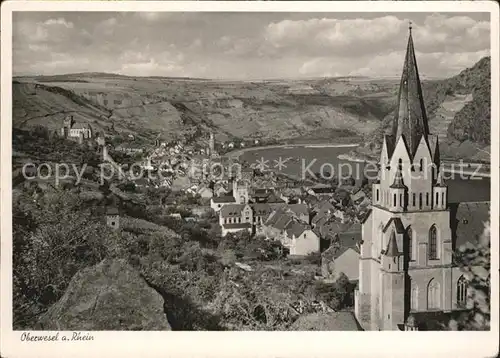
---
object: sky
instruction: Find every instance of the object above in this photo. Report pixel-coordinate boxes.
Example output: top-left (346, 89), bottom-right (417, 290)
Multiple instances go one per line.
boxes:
top-left (13, 12), bottom-right (491, 79)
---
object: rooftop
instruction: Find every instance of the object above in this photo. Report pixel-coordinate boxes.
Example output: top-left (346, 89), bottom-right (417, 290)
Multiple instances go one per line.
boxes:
top-left (223, 223), bottom-right (252, 229)
top-left (212, 196), bottom-right (236, 203)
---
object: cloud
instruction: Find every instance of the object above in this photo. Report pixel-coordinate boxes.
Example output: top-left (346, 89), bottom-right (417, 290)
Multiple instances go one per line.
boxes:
top-left (12, 12), bottom-right (491, 79)
top-left (43, 18), bottom-right (74, 28)
top-left (120, 59), bottom-right (183, 76)
top-left (137, 12), bottom-right (163, 21)
top-left (263, 15), bottom-right (490, 58)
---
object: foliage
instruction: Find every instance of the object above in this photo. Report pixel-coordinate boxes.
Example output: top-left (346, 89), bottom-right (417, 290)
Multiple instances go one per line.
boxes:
top-left (449, 221), bottom-right (490, 330)
top-left (12, 190), bottom-right (112, 329)
top-left (313, 273), bottom-right (353, 311)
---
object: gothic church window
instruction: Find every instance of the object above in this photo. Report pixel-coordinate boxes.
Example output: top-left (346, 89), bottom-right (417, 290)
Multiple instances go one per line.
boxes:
top-left (436, 192), bottom-right (439, 206)
top-left (420, 158), bottom-right (424, 171)
top-left (426, 193), bottom-right (429, 206)
top-left (376, 189), bottom-right (379, 202)
top-left (457, 276), bottom-right (468, 307)
top-left (429, 225), bottom-right (438, 259)
top-left (393, 194), bottom-right (397, 207)
top-left (419, 193), bottom-right (423, 209)
top-left (427, 279), bottom-right (440, 309)
top-left (412, 193), bottom-right (416, 206)
top-left (407, 227), bottom-right (414, 261)
top-left (441, 192), bottom-right (445, 206)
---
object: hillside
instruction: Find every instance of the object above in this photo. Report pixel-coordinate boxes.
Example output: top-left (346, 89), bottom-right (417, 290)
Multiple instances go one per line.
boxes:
top-left (13, 73), bottom-right (399, 145)
top-left (13, 57), bottom-right (490, 161)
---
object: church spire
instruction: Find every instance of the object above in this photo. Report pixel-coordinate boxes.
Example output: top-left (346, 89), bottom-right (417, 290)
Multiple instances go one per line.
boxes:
top-left (392, 22), bottom-right (430, 158)
top-left (390, 166), bottom-right (406, 189)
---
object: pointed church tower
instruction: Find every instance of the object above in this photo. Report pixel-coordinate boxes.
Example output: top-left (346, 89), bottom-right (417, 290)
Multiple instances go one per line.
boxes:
top-left (392, 23), bottom-right (430, 157)
top-left (355, 23), bottom-right (455, 331)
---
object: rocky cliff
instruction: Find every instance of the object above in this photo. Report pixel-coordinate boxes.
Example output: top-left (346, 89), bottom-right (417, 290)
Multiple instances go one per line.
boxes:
top-left (37, 258), bottom-right (171, 331)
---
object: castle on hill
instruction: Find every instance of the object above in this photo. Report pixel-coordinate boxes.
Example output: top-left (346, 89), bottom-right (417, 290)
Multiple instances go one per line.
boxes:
top-left (354, 26), bottom-right (484, 331)
top-left (60, 114), bottom-right (93, 142)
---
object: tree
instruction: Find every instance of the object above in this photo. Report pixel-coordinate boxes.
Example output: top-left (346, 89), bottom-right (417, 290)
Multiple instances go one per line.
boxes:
top-left (313, 272), bottom-right (351, 311)
top-left (13, 190), bottom-right (112, 329)
top-left (449, 220), bottom-right (490, 330)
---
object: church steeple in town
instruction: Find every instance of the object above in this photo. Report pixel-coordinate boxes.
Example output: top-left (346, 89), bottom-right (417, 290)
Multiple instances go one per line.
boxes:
top-left (392, 21), bottom-right (430, 158)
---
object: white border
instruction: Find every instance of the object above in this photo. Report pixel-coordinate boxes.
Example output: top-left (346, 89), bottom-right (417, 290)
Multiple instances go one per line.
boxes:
top-left (1, 2), bottom-right (499, 358)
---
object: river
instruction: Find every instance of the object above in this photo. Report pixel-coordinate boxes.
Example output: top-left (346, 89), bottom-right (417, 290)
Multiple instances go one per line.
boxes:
top-left (236, 144), bottom-right (490, 204)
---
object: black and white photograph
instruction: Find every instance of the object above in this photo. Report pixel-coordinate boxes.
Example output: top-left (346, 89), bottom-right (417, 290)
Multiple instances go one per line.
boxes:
top-left (1, 1), bottom-right (498, 357)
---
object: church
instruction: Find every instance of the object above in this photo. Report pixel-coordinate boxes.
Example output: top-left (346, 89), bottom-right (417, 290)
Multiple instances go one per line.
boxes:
top-left (354, 25), bottom-right (483, 331)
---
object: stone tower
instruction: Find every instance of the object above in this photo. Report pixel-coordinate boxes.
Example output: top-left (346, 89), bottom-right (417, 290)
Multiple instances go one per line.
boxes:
top-left (355, 25), bottom-right (454, 331)
top-left (105, 195), bottom-right (120, 230)
top-left (232, 179), bottom-right (249, 204)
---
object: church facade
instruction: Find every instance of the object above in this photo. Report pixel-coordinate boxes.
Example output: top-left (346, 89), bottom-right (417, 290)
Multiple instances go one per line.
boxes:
top-left (354, 27), bottom-right (472, 331)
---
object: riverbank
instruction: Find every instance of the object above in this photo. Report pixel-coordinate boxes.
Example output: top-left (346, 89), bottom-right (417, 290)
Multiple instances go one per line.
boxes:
top-left (336, 151), bottom-right (491, 178)
top-left (226, 142), bottom-right (360, 160)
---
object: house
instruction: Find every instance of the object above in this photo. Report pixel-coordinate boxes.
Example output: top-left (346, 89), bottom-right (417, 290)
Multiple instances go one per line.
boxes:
top-left (311, 201), bottom-right (336, 228)
top-left (283, 223), bottom-right (320, 256)
top-left (106, 204), bottom-right (120, 230)
top-left (168, 213), bottom-right (182, 219)
top-left (214, 183), bottom-right (229, 197)
top-left (219, 204), bottom-right (253, 236)
top-left (288, 203), bottom-right (310, 223)
top-left (311, 184), bottom-right (336, 196)
top-left (262, 209), bottom-right (319, 256)
top-left (210, 195), bottom-right (236, 212)
top-left (321, 232), bottom-right (362, 281)
top-left (251, 203), bottom-right (273, 226)
top-left (252, 188), bottom-right (272, 203)
top-left (217, 202), bottom-right (273, 236)
top-left (197, 186), bottom-right (214, 199)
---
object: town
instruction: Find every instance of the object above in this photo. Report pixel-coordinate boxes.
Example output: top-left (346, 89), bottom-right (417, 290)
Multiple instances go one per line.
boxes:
top-left (10, 13), bottom-right (492, 334)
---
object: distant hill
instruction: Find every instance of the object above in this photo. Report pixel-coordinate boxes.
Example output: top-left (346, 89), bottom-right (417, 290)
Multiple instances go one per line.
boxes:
top-left (12, 57), bottom-right (490, 161)
top-left (13, 73), bottom-right (399, 145)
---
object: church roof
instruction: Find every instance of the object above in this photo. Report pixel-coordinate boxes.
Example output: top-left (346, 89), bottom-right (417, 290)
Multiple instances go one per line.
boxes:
top-left (360, 209), bottom-right (372, 224)
top-left (220, 204), bottom-right (246, 218)
top-left (390, 166), bottom-right (407, 189)
top-left (212, 196), bottom-right (236, 203)
top-left (392, 25), bottom-right (430, 159)
top-left (427, 134), bottom-right (440, 163)
top-left (383, 135), bottom-right (396, 161)
top-left (385, 232), bottom-right (400, 257)
top-left (382, 217), bottom-right (405, 234)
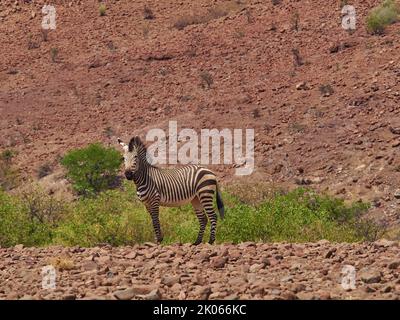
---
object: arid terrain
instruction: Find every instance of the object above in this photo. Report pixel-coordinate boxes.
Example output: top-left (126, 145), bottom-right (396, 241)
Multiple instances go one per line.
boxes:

**Try it**: What is the number of lines in the records that include the word "town"? Answer with that number only.

**Task answer**: 2